* OBJECTIVE
Quote verbatim the lines starting with the line that contains "Exercise. Mark the arched" and running through the end of the items, including both ends.

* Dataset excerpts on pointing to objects
----

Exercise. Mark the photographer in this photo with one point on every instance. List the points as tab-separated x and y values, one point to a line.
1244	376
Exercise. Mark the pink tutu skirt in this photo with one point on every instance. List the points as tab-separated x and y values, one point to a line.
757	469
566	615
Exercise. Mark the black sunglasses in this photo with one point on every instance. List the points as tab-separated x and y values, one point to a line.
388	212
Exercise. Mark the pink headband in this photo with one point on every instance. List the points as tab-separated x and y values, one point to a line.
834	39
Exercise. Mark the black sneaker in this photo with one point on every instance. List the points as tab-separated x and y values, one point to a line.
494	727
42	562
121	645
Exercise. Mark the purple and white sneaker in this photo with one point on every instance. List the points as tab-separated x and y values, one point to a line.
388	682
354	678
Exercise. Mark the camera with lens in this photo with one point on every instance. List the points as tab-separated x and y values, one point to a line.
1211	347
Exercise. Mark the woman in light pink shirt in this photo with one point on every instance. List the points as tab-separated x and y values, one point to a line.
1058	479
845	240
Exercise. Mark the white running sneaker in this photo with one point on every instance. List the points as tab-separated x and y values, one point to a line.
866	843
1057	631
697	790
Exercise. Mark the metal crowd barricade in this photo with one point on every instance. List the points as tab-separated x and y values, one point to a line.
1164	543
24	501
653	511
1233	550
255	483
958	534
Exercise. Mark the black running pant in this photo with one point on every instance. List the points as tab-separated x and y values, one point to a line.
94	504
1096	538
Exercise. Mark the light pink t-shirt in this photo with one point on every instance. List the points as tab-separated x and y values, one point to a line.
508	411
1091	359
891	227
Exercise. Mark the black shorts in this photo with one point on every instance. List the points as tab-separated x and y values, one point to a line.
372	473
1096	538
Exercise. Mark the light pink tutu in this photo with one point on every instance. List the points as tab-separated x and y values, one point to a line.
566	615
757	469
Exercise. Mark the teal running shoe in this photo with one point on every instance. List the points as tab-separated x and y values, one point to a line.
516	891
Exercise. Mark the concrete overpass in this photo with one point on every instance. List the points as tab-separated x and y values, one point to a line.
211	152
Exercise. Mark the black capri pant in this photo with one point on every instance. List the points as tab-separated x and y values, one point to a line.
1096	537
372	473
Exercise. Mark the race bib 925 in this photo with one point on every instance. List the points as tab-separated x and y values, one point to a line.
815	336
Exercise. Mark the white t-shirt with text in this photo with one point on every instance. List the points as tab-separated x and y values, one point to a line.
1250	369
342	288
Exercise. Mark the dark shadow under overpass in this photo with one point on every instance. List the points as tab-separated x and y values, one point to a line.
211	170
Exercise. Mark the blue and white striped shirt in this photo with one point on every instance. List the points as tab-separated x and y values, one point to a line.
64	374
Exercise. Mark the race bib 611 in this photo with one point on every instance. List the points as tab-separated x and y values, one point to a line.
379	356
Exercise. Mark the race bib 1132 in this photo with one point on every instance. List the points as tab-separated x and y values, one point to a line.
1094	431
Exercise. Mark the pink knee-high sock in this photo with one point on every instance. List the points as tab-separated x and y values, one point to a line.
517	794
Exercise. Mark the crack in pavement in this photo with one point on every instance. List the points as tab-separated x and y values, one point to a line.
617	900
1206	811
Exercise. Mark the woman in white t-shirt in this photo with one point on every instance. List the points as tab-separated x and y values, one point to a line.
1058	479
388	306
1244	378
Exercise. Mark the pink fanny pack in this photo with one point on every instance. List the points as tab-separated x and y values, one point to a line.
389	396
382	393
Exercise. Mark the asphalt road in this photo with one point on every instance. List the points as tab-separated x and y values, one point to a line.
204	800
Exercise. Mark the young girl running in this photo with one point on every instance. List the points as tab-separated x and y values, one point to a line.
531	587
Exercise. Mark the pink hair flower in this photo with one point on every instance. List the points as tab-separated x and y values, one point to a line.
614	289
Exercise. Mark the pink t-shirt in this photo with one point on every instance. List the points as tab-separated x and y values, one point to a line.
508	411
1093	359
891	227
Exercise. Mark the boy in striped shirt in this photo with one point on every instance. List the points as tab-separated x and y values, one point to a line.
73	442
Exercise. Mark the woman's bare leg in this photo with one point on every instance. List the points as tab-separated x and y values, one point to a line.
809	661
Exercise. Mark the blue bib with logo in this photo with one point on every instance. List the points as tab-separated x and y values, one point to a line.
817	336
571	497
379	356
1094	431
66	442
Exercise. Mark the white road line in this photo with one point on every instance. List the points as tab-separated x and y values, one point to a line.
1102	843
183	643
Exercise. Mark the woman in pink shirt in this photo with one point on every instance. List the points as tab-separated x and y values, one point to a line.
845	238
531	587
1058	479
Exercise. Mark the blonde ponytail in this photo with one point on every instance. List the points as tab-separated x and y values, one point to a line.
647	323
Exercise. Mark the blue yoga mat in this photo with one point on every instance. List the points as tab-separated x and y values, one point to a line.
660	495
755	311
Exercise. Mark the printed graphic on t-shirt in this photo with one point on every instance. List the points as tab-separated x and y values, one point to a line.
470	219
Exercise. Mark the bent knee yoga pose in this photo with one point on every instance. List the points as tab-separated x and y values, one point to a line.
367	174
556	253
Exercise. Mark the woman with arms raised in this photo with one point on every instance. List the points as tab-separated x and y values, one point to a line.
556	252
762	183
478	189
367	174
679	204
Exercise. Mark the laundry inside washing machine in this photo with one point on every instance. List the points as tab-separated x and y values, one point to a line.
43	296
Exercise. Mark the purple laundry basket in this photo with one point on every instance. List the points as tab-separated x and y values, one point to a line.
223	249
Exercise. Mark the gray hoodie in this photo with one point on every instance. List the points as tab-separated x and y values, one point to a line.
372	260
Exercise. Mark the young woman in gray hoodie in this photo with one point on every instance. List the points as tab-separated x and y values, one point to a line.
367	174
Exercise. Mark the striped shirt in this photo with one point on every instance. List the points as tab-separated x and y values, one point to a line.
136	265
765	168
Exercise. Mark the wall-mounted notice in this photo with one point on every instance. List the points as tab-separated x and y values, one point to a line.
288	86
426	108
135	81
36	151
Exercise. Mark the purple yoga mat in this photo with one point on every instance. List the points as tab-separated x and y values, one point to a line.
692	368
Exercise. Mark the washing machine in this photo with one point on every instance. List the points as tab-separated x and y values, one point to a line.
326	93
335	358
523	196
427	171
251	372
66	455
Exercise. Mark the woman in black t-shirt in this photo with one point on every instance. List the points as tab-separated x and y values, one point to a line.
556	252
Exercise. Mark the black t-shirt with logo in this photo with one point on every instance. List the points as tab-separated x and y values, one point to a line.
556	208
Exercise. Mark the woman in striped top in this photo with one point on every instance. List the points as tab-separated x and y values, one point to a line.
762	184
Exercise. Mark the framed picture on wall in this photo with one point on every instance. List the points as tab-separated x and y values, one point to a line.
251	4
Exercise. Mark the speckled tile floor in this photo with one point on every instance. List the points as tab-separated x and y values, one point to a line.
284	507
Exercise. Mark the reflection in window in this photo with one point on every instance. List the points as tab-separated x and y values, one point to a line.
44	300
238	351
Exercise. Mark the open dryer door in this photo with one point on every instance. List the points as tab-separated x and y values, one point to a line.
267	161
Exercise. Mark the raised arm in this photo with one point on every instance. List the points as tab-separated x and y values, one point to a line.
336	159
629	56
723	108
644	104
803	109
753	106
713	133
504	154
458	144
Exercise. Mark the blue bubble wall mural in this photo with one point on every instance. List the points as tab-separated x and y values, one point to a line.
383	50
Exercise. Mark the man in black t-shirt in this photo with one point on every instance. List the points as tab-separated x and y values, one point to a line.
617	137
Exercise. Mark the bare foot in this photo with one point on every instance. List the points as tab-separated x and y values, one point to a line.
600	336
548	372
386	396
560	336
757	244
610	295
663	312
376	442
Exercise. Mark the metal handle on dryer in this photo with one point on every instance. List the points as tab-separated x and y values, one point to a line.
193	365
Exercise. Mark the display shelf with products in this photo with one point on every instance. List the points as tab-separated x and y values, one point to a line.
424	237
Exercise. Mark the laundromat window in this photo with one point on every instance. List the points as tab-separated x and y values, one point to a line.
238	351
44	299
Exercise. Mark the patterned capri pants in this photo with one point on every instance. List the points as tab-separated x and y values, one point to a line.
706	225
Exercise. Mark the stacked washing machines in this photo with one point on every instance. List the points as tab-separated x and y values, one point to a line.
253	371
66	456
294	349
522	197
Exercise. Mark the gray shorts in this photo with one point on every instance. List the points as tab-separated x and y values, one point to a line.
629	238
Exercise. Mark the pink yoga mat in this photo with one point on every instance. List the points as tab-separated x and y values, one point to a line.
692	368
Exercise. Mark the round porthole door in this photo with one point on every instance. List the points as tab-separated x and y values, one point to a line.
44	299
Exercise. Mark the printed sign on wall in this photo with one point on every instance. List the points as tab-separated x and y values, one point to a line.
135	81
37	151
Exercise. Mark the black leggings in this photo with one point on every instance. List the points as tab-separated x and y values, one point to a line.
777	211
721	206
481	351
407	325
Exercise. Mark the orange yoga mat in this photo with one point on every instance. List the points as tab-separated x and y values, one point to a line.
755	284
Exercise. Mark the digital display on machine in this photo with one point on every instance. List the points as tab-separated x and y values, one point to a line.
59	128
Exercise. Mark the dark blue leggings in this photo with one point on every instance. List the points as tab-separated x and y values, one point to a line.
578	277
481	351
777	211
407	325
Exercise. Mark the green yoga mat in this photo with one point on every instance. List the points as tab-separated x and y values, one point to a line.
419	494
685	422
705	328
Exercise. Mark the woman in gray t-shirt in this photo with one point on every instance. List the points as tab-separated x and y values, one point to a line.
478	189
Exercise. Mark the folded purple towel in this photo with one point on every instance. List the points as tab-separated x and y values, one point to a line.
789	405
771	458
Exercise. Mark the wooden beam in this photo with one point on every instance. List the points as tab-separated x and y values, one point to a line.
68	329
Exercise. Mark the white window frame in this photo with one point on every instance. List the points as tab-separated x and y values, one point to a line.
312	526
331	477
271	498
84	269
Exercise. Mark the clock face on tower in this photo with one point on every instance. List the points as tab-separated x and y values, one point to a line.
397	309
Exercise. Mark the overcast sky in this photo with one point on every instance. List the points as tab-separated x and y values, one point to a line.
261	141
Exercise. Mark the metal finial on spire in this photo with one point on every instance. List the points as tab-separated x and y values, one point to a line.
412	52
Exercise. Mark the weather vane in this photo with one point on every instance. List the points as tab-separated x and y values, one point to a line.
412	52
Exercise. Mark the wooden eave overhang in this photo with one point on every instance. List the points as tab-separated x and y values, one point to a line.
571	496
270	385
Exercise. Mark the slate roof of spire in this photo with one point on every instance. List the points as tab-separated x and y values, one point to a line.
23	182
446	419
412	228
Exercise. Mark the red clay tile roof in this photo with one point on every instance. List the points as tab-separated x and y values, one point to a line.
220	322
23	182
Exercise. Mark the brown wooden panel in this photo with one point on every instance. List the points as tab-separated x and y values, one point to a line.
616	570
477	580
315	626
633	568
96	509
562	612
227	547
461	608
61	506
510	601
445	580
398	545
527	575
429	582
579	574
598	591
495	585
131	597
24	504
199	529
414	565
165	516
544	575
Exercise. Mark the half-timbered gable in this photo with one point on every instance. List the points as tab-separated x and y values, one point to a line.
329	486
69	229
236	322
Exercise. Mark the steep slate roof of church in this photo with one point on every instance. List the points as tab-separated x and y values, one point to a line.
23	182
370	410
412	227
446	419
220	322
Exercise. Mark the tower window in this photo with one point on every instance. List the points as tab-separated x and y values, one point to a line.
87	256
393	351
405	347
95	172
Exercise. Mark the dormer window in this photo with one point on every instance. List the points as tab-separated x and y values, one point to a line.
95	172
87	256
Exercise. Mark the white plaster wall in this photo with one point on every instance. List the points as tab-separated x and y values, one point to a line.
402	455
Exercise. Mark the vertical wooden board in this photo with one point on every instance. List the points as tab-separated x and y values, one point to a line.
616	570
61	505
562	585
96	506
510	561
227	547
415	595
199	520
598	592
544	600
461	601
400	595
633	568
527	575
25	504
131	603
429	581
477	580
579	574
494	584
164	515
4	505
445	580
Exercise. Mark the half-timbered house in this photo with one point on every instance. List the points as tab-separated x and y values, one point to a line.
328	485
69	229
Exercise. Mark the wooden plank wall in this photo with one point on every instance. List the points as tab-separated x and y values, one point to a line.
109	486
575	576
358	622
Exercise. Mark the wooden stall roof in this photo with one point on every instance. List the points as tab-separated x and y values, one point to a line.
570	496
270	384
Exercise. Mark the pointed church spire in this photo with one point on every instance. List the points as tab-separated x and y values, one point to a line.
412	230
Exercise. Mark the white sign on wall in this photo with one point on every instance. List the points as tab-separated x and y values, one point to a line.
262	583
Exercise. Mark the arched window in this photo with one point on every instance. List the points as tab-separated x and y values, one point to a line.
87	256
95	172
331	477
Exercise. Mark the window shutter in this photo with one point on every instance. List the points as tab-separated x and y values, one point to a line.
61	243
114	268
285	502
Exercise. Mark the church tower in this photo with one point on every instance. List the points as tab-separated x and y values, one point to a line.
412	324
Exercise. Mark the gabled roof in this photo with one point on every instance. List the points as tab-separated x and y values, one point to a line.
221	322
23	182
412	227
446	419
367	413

----

* ANSWER TO THIS TASK
Exercise. Mark the arched window in this photo with one point on every instance. List the points as tab-separated x and y values, one point to a line.
87	256
95	172
331	477
Exercise. Mark the window shutter in this photo with one point on every instance. List the points as tab-separated x and y values, one point to a line.
61	243
114	268
285	502
Exercise. Mark the church tower in this photo with one point on every instance. List the points as tab-separated x and y values, one point to a line.
412	324
Exercise. Mark the gabled roof in this photo with one point on every instance. List the points as tab-separated x and y values, one point to a line.
221	322
23	182
412	227
446	419
367	413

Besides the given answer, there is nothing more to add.